> [TRY IT]
The entries below contain a line with "Would you kindly put a point on the van" and a line with "point(15, 222)". Quote exactly those two lines and all lines between them.

(Collected data)

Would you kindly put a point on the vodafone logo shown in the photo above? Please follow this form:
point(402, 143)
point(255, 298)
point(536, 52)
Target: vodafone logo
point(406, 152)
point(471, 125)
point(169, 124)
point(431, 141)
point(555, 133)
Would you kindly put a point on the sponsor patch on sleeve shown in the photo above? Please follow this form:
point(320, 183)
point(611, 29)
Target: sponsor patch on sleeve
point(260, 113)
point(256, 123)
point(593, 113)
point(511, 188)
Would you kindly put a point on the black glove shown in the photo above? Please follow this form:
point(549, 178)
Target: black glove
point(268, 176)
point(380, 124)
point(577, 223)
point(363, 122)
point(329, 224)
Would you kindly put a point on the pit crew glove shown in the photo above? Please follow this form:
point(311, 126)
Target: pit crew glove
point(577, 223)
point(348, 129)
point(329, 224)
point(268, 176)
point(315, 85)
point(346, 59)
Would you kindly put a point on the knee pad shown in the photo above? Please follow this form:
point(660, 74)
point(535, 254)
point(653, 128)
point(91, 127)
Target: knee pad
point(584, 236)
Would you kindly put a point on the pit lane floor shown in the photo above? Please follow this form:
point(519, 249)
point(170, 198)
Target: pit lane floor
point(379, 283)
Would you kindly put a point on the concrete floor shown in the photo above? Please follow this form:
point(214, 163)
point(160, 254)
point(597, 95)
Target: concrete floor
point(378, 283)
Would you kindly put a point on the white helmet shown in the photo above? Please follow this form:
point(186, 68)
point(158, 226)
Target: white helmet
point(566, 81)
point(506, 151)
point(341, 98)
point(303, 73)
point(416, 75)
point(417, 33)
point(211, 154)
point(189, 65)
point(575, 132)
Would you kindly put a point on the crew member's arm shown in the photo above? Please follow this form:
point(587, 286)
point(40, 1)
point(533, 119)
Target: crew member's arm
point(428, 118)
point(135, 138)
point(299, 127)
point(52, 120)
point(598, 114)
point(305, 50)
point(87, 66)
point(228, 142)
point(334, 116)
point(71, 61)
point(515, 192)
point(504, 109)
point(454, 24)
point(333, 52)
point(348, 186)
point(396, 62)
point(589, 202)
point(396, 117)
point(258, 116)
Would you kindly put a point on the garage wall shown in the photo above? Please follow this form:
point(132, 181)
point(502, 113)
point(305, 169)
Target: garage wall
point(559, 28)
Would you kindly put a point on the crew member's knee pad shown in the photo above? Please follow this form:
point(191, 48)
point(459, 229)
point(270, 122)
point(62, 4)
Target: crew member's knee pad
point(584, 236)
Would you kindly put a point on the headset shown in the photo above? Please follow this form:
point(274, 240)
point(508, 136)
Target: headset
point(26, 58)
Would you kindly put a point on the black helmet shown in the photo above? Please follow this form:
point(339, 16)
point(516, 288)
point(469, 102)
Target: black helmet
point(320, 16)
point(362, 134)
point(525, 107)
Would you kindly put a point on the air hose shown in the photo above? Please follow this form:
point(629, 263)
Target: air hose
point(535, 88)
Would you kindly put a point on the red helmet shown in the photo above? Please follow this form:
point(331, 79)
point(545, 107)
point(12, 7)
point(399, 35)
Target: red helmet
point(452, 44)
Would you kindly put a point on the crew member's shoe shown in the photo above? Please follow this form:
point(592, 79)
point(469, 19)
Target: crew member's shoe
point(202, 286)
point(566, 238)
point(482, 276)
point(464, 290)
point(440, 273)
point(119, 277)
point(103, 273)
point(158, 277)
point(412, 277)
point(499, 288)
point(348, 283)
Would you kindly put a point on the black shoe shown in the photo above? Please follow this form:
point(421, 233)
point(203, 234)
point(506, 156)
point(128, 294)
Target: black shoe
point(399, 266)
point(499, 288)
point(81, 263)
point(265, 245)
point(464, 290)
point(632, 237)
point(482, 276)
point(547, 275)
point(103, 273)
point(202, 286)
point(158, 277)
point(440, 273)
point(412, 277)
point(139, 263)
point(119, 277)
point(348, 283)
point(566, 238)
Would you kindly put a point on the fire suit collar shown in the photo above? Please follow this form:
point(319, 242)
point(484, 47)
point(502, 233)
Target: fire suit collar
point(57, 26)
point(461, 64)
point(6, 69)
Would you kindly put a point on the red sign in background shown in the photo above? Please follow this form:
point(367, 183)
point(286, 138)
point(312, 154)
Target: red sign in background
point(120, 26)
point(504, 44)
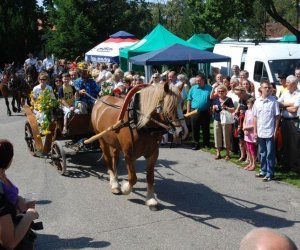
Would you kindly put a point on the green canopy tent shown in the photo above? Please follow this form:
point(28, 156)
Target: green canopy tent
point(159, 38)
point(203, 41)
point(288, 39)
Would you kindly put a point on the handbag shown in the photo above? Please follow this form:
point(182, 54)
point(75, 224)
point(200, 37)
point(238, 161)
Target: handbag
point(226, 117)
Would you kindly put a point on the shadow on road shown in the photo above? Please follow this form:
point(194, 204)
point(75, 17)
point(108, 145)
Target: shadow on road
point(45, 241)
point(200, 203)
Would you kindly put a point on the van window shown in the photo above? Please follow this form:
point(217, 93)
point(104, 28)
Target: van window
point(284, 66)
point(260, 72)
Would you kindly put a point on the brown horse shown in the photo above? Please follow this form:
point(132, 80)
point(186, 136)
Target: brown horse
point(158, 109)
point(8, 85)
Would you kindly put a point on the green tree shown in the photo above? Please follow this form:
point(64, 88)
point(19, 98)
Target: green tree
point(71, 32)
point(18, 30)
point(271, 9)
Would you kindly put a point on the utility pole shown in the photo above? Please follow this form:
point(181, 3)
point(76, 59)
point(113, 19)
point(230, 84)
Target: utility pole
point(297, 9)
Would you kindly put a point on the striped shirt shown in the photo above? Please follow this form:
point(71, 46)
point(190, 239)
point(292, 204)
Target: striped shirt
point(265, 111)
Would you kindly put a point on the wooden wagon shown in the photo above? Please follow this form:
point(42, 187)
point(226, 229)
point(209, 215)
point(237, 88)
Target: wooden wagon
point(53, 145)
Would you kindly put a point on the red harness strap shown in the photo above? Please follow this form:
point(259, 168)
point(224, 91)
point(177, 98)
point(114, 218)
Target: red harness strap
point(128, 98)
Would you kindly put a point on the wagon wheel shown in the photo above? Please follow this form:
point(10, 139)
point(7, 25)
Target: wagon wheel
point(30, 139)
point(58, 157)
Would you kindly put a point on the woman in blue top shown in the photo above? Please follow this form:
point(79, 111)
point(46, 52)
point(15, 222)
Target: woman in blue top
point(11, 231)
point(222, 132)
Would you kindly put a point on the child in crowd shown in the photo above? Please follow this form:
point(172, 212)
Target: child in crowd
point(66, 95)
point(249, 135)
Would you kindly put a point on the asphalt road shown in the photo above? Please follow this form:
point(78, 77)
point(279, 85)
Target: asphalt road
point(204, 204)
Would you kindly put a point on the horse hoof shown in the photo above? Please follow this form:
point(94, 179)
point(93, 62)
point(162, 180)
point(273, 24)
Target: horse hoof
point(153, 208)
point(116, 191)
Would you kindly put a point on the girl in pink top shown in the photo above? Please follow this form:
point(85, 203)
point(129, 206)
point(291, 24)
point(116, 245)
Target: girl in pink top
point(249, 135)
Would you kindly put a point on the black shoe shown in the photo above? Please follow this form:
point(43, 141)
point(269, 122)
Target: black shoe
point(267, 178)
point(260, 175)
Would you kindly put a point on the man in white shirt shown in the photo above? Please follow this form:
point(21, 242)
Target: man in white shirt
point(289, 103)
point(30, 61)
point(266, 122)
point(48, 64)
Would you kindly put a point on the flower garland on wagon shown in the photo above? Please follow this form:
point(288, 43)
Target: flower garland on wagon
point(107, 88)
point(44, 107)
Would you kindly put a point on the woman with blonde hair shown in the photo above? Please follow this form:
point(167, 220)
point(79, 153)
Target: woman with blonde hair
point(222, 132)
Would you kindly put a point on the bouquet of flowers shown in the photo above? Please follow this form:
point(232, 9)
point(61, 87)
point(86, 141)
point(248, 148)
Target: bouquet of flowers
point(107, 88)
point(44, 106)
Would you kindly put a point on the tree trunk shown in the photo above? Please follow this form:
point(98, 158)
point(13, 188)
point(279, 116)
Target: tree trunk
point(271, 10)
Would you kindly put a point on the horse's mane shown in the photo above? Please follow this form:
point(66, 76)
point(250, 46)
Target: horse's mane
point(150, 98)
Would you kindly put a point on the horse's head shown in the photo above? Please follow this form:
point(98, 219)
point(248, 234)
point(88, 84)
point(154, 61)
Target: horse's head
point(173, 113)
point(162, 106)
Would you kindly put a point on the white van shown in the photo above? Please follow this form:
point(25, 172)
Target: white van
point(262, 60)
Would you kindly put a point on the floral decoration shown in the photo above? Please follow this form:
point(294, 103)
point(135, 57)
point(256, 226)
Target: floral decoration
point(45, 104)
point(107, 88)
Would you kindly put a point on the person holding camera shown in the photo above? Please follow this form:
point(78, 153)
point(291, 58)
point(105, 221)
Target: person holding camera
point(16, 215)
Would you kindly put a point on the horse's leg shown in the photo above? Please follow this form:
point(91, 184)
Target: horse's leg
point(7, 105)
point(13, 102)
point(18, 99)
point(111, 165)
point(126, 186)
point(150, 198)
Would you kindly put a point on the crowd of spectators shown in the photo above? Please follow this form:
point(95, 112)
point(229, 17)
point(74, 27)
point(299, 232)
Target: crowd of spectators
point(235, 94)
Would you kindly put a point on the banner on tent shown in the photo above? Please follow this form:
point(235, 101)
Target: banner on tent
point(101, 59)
--
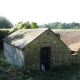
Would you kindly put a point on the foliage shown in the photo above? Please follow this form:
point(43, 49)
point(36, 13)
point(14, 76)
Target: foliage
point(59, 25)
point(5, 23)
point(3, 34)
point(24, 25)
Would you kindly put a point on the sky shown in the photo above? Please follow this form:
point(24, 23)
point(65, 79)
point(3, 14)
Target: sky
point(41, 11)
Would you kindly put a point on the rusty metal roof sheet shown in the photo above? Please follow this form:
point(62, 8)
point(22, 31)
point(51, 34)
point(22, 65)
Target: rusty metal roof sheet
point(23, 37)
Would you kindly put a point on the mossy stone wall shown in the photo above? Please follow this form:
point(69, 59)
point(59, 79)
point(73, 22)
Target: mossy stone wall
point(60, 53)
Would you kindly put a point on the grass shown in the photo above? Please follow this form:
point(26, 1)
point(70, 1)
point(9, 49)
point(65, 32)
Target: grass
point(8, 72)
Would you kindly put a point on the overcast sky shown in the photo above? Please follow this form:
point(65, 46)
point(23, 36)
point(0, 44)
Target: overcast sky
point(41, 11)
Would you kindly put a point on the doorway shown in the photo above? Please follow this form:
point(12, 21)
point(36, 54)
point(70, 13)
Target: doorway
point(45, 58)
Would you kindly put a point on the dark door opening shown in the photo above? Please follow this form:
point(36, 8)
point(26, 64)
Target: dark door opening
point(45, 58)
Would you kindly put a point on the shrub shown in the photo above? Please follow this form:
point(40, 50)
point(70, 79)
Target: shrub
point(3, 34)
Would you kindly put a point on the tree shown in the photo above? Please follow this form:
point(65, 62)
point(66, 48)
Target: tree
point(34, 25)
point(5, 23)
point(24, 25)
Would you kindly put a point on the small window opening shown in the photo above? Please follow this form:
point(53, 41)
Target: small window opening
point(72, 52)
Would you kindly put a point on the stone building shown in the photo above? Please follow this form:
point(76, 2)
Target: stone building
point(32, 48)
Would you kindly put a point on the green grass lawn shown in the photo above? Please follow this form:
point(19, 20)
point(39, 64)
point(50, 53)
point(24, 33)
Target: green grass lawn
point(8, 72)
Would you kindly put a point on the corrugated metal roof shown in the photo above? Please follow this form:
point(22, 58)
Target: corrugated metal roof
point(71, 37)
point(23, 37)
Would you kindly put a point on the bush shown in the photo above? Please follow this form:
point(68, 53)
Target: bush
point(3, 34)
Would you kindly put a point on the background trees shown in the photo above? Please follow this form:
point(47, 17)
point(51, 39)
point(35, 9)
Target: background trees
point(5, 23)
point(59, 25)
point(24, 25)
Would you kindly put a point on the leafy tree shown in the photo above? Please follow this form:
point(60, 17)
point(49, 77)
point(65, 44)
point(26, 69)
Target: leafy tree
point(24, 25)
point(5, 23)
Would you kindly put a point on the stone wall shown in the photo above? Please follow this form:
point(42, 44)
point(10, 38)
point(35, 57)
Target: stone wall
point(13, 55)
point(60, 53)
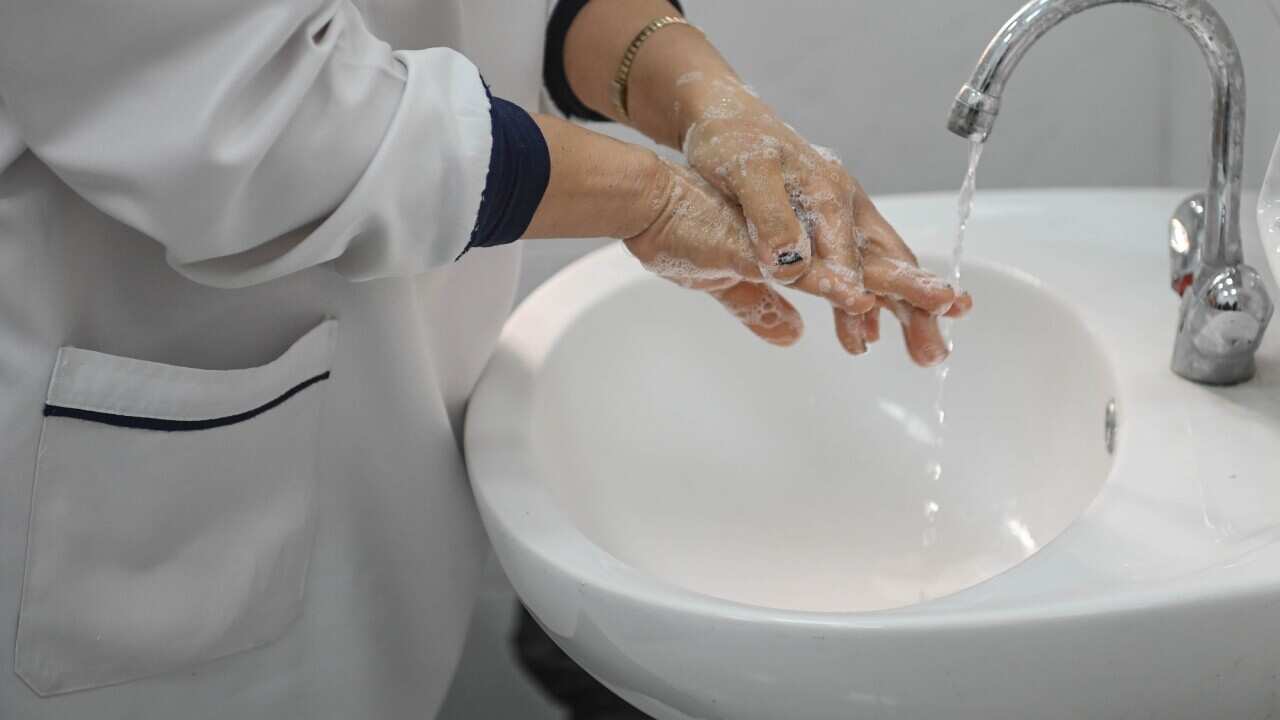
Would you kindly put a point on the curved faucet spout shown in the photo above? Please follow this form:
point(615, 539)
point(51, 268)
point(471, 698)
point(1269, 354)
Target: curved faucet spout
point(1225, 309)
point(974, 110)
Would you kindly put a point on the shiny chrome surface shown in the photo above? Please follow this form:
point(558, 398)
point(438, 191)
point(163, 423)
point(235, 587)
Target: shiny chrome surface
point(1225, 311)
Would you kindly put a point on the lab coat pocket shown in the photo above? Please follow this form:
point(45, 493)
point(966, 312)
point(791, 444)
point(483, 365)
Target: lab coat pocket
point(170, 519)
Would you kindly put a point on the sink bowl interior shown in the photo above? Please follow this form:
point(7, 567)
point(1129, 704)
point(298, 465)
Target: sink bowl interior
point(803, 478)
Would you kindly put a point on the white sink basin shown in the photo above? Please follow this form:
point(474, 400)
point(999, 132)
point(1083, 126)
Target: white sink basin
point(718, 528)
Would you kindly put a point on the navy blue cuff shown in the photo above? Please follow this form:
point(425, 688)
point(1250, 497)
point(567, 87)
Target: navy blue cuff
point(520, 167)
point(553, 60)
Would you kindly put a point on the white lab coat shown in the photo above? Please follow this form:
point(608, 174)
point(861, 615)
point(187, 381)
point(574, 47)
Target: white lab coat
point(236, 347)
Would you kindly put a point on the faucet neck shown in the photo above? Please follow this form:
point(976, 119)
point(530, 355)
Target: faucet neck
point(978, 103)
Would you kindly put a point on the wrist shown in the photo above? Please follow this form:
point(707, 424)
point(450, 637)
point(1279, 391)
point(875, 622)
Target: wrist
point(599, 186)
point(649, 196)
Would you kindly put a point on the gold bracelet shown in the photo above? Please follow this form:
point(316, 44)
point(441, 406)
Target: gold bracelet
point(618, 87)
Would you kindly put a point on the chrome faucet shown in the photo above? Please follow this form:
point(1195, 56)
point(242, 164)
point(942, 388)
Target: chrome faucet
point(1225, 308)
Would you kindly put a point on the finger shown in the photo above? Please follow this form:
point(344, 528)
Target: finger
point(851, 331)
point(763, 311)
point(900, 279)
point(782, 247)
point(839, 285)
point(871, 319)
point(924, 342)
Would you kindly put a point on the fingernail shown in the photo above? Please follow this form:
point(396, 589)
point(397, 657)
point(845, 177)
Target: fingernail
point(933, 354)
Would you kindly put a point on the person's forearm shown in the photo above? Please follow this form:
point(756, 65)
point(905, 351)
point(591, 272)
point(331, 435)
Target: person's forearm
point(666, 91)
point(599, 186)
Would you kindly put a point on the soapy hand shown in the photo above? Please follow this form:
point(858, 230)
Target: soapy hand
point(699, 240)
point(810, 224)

> [ANSWER TO THE PROBLEM]
Would you kindly put a point on the van window shown in the photo above? Please follow this form:
point(217, 93)
point(104, 28)
Target: van window
point(284, 66)
point(260, 72)
Would you kindly put a point on the brown horse shown in the photo above? Please follow this form:
point(132, 80)
point(186, 136)
Target: brown horse
point(158, 109)
point(8, 85)
Would you kindly put a point on the green tree shown in the photo above? Please follow this form:
point(64, 88)
point(19, 98)
Target: green tree
point(71, 32)
point(18, 30)
point(271, 9)
Would you kindly put a point on the utility pole shown in the photo above? Please follow this form:
point(181, 3)
point(76, 59)
point(113, 19)
point(230, 84)
Target: utility pole
point(297, 9)
Would you kindly put a point on the striped shirt shown in the photo above? Please follow this form:
point(71, 46)
point(190, 239)
point(292, 204)
Target: striped shirt
point(265, 111)
Would you kindly put a point on the wooden wagon shown in the photo above? Please follow this form:
point(42, 187)
point(226, 229)
point(209, 215)
point(237, 88)
Target: wooden wagon
point(53, 145)
Would you kindly put a point on the red harness strap shown in the photo above? Please follow this form:
point(259, 168)
point(224, 91)
point(177, 98)
point(114, 218)
Target: red harness strap
point(128, 98)
Would you kindly put a point on the wagon wheel shown in the photo above? Please follow this form:
point(10, 139)
point(7, 25)
Target: wagon wheel
point(30, 139)
point(58, 157)
Would you kindly put a point on the woman in blue top shown in the photo above? Please follow this form:
point(79, 111)
point(46, 52)
point(15, 222)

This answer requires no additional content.